(Dataset records)
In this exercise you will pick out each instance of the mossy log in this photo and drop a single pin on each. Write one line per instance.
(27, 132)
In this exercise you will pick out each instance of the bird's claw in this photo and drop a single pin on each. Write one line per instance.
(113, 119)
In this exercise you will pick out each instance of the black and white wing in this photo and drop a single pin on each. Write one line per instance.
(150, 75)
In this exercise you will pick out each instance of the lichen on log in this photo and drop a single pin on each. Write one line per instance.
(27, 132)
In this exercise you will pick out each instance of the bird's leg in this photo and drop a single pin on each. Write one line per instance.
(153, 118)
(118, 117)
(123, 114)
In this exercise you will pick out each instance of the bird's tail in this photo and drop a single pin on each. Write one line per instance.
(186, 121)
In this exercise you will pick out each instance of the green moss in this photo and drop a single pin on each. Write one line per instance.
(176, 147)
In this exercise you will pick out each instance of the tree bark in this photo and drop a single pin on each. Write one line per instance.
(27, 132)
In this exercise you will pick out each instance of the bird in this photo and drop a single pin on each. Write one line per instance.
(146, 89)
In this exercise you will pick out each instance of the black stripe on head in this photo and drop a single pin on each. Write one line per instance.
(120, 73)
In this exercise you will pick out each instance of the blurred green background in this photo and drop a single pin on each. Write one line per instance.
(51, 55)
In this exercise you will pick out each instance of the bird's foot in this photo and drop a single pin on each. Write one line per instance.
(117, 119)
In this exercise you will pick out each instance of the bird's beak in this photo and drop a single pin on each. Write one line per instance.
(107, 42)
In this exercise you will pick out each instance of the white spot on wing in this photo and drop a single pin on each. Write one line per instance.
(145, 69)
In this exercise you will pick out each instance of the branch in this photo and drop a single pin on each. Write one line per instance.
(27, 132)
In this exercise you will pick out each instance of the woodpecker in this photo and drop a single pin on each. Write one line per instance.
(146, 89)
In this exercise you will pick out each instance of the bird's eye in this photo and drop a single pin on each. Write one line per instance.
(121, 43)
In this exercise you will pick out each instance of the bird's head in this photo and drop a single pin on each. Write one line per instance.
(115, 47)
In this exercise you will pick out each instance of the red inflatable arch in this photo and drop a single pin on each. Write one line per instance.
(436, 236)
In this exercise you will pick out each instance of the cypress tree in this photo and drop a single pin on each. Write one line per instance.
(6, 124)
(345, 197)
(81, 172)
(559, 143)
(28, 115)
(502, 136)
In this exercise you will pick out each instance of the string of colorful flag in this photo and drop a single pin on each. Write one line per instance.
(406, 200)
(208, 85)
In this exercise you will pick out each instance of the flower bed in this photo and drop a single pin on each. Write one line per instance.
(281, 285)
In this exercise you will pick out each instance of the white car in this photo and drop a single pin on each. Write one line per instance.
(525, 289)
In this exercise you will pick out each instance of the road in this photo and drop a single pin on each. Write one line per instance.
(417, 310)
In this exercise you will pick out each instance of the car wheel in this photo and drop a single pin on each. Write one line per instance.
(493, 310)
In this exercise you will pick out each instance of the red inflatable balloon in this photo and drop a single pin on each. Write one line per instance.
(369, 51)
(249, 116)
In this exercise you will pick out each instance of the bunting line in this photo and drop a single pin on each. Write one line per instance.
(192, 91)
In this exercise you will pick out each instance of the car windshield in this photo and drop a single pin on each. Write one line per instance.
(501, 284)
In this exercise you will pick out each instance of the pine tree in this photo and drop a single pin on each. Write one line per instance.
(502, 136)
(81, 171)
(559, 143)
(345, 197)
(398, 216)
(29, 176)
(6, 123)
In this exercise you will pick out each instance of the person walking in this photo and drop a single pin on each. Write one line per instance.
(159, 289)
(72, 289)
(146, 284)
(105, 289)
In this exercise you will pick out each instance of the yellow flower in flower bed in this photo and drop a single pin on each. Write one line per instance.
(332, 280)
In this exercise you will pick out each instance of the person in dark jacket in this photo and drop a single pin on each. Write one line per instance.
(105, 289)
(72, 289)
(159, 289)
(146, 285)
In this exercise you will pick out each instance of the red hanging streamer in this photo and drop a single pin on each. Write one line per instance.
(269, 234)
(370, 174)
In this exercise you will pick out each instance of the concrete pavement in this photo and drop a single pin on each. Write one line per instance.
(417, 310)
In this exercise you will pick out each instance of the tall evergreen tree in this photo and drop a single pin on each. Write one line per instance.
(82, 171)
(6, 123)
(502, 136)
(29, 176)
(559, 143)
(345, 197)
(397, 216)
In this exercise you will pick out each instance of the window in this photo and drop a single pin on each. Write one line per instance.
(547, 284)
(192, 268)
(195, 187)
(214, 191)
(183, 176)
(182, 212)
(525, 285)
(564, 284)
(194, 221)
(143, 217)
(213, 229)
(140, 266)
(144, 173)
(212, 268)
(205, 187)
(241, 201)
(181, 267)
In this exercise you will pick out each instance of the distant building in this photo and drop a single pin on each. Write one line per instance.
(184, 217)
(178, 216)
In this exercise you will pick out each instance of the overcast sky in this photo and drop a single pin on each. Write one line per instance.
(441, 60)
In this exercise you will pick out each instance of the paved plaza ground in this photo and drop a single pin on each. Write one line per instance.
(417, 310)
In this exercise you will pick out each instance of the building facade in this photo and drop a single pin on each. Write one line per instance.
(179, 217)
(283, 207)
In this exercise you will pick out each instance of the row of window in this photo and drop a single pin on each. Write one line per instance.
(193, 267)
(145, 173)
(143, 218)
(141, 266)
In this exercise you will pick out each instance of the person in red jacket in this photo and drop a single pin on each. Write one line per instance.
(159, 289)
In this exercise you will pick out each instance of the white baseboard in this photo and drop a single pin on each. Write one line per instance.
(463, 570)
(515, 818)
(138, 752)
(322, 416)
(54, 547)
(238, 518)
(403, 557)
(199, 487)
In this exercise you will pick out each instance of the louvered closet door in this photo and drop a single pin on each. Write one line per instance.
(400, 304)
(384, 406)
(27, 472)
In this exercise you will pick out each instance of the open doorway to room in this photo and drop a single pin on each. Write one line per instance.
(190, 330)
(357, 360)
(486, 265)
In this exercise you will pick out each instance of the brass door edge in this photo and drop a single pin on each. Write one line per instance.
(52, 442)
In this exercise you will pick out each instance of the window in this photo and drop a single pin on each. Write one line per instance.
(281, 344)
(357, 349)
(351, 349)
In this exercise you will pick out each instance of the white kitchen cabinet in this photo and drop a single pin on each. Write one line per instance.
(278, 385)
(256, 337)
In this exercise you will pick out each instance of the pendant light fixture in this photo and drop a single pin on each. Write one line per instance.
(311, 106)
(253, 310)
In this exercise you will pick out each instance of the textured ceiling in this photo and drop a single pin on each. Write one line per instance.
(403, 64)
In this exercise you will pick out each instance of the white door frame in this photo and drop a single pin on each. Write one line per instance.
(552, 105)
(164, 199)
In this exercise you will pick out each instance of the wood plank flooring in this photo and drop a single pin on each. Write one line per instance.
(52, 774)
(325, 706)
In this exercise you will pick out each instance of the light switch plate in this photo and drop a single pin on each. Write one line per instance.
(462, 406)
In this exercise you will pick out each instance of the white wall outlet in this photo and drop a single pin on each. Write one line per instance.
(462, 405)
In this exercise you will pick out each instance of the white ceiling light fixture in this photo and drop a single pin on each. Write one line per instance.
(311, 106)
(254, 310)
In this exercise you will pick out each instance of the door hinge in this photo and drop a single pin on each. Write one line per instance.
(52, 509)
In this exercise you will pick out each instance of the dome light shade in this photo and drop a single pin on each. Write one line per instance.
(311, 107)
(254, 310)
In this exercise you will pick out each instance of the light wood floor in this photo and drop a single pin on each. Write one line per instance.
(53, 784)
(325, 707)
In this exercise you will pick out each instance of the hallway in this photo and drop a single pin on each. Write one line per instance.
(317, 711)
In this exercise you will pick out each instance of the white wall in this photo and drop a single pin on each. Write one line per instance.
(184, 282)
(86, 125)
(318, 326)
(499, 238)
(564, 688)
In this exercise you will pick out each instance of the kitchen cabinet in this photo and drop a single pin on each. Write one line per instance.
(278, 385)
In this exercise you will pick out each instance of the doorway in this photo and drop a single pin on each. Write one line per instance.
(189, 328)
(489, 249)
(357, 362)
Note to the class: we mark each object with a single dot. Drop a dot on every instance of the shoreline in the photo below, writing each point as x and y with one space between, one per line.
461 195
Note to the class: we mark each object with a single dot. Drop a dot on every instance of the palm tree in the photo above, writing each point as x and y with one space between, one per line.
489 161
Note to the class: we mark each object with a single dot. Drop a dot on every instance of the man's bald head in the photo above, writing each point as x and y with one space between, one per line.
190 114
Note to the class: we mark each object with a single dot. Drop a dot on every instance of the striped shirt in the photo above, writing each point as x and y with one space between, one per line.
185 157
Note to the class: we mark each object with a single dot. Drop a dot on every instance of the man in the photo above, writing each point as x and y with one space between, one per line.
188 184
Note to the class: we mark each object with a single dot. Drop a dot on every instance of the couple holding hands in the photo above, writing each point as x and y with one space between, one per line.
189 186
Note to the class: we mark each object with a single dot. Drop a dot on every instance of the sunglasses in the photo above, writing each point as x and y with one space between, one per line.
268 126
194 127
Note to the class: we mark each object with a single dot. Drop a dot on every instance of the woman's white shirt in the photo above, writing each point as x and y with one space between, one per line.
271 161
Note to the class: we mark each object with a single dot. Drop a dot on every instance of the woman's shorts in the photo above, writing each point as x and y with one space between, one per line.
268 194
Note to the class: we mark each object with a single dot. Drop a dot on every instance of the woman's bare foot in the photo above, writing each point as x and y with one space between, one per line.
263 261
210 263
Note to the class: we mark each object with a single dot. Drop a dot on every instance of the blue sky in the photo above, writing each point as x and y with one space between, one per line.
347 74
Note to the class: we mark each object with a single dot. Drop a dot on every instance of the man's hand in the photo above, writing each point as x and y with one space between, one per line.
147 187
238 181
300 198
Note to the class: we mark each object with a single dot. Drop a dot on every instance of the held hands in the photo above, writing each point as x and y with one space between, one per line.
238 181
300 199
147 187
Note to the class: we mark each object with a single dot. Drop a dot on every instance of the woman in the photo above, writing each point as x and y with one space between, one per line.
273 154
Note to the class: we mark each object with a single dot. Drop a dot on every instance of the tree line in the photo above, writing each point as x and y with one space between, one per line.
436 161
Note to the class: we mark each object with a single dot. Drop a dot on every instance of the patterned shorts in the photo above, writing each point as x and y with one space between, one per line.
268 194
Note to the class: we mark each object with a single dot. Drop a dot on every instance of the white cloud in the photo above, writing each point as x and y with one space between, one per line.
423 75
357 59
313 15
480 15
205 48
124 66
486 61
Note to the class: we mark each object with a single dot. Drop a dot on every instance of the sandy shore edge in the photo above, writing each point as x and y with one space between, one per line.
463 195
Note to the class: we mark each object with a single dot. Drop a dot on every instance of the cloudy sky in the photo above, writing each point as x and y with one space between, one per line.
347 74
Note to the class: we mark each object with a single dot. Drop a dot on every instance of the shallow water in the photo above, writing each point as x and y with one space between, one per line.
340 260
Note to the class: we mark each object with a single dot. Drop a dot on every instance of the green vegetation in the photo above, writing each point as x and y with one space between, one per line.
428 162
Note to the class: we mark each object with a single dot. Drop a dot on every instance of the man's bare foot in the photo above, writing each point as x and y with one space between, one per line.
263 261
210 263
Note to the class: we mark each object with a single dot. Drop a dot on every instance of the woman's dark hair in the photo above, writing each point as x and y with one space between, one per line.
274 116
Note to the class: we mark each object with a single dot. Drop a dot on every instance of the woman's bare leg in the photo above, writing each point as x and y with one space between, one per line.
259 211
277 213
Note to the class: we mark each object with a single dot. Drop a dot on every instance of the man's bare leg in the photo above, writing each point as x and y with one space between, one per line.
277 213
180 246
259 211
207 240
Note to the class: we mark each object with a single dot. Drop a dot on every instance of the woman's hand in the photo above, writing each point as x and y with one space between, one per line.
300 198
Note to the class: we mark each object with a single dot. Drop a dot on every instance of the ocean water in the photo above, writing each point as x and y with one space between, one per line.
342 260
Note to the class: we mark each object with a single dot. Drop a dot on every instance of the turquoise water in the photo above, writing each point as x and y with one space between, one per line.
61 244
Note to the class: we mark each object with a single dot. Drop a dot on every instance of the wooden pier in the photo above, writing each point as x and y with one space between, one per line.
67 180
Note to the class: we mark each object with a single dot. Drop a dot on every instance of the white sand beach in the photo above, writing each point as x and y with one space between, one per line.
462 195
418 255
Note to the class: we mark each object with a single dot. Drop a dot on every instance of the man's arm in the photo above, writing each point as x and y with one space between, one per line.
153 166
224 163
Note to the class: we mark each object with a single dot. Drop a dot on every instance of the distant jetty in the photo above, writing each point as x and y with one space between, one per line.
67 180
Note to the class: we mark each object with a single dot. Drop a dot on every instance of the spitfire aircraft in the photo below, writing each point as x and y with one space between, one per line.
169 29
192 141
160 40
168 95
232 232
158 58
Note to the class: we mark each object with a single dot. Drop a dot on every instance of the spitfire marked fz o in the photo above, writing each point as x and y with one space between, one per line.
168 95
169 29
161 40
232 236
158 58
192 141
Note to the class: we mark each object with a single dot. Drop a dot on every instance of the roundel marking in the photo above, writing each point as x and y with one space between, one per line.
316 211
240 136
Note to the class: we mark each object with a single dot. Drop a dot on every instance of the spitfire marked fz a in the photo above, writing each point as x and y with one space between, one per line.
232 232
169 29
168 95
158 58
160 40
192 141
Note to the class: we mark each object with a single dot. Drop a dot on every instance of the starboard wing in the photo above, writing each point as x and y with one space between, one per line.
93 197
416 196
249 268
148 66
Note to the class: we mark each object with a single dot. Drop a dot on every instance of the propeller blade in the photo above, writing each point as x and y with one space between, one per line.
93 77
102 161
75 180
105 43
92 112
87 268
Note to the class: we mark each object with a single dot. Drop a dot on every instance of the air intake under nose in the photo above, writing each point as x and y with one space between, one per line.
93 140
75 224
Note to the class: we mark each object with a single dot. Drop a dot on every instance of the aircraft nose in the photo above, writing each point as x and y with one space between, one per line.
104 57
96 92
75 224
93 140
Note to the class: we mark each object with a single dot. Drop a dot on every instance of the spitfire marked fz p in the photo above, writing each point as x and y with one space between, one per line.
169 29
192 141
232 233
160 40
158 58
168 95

▶ TASK TO CARRY OUT: Locate the line that contains "of the propeller", then please quote it and every line after it to the end of the entries above, exactly and with nothing else.

▶ WORKED SOLUTION:
Note to the class: we mark each object with a single dot. Drop a dot on every instance of the propeller blade in the photo above, writing each point as x and y with one space between, one per line.
93 77
102 161
75 180
105 43
92 112
87 268
Note to the class: we mark each object with a single dot. Drop a dot on every instance of the air intake under nose in the photo above, writing each point as x and y with one space between, one per line.
93 140
75 224
Note to the class: we mark each object with a single dot. Drop a dot on every instance of the aircraft nose in the photo above, writing each point as x and y with one space between, one per line.
104 57
96 92
75 224
93 140
Note to the class: we mark each object with a single dot. Drop a dot on every instance of the spitfire marked fz p in the photo above, writing each point as x and y with one space between, one per line.
169 29
192 141
232 233
160 40
158 58
168 95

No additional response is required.